** ARTICLE **
____

PCAfold.utilities.QoIAwareProjection.summary(self)#

Prints the QoI-aware encoder-decoder model summary.

PCAfold.utilities.QoIAwareProjection.train(self)#

Trains the QoI-aware encoder-decoder neural network model.

After training, the optimized basis matrix for low-dimensional data projection can be obtained.

PCAfold.utilities.QoIAwareProjection.print_weights_and_biases_init(self)#

Prints initial weights and biases from all layers of the QoI-aware encoder-decoder.

PCAfold.utilities.QoIAwareProjection.print_weights_and_biases_trained(self)#

Prints trained weights and biases from all layers of the QoI-aware encoder-decoder.

PCAfold.utilities.QoIAwareProjection.plot_losses(self, markevery=100, figure_size=(15, 5), save_filename=None)#

Plots training and validation losses.

Parameters:
  • markevery – (optional) int specifying how frequently the epoch number on the x-axis should be labelled.

  • figure_size – (optional) tuple specifying figure size.

____

** RECORDS SHOWN **
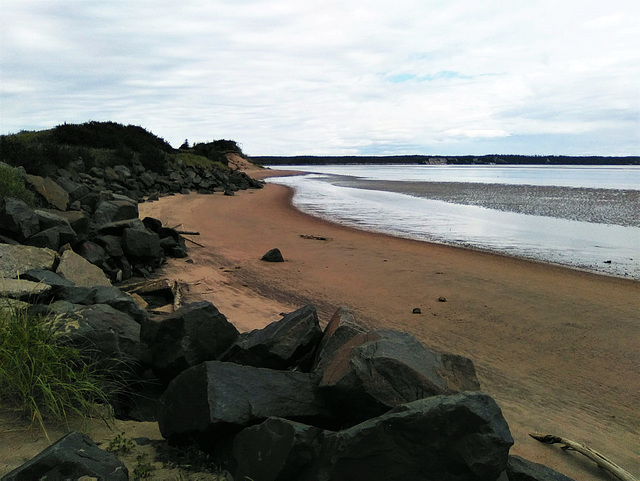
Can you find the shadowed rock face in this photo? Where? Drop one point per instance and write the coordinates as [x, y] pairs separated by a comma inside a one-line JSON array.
[[218, 397], [283, 344], [378, 370], [72, 457], [462, 437]]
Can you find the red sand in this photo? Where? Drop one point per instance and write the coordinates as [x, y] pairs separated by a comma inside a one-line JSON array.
[[557, 348]]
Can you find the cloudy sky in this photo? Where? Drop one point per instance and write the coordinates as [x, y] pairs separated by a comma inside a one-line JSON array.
[[338, 77]]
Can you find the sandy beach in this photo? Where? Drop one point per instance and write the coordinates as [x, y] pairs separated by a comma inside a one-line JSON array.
[[557, 348]]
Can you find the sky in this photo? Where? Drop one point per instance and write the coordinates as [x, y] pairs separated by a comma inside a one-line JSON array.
[[332, 77]]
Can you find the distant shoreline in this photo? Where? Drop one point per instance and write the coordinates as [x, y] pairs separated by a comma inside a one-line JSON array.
[[506, 159]]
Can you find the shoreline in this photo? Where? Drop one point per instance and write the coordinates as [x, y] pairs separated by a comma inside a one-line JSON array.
[[555, 346]]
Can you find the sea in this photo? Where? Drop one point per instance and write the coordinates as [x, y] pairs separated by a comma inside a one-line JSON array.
[[584, 217]]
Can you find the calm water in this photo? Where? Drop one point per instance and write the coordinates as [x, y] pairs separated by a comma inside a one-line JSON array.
[[584, 217]]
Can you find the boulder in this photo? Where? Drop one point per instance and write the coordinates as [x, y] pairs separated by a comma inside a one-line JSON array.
[[378, 370], [22, 289], [215, 398], [17, 219], [141, 243], [55, 195], [276, 450], [462, 437], [46, 277], [110, 211], [15, 260], [519, 469], [73, 457], [341, 329], [280, 345], [106, 333], [80, 271], [274, 255], [195, 333]]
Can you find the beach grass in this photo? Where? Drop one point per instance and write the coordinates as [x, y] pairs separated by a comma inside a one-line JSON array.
[[41, 377]]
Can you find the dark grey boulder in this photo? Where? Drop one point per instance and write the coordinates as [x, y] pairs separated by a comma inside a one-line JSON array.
[[72, 457], [283, 344], [17, 219], [93, 252], [46, 277], [195, 333], [378, 370], [276, 450], [341, 329], [49, 190], [106, 333], [110, 211], [141, 243], [519, 469], [219, 397], [274, 255], [462, 437]]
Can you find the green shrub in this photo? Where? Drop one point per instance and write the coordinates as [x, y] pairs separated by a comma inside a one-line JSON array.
[[40, 376], [12, 185]]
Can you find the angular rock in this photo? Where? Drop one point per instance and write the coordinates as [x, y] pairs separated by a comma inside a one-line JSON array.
[[218, 397], [110, 211], [15, 260], [141, 243], [50, 191], [281, 344], [341, 329], [462, 437], [195, 333], [276, 450], [80, 271], [378, 370], [519, 469], [17, 219], [72, 457], [106, 333], [274, 255], [22, 289]]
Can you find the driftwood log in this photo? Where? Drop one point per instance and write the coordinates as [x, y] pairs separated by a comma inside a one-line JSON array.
[[603, 462]]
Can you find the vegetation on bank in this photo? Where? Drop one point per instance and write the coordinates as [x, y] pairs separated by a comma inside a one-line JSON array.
[[104, 144], [451, 160], [41, 376], [12, 185]]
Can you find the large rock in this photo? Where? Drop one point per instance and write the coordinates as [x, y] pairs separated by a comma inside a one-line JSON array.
[[22, 289], [378, 370], [50, 191], [80, 271], [276, 450], [72, 457], [110, 211], [17, 220], [281, 344], [462, 437], [15, 260], [141, 243], [219, 397], [519, 469], [341, 329], [106, 333], [195, 333]]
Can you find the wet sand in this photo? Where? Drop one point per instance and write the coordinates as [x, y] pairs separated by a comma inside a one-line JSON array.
[[558, 349]]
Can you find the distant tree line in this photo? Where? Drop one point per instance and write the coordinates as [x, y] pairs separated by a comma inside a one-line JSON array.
[[455, 160]]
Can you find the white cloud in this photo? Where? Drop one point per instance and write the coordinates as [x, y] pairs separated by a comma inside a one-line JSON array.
[[333, 77]]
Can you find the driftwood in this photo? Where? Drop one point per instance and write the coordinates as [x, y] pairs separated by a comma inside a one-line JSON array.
[[596, 457]]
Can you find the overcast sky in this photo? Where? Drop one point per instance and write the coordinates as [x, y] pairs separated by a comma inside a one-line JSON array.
[[335, 77]]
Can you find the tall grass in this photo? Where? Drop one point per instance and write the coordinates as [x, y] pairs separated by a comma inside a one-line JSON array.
[[43, 378], [12, 185]]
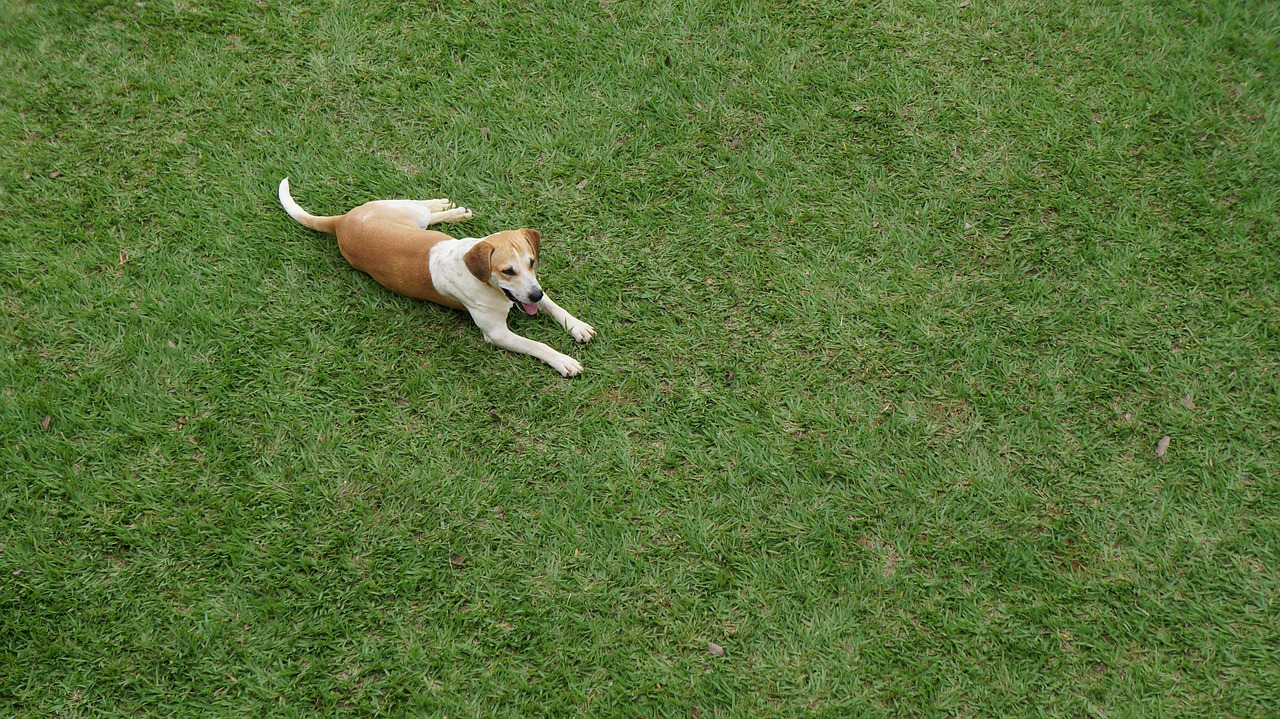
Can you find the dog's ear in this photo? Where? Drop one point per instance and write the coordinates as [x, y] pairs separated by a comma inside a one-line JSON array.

____

** EXERCISE PROMPT **
Reproduce the passage from the PCAfold documentation word for word, starting with "PCAfold.utilities.QoIAwareProjection.train(self)#" and going on through "can be obtained.". Nothing in the items is needed for this.

** SOLUTION FOR THIS PROBLEM **
PCAfold.utilities.QoIAwareProjection.train(self)#

Trains the QoI-aware encoder-decoder neural network model.

After training, the optimized basis matrix for low-dimensional data projection can be obtained.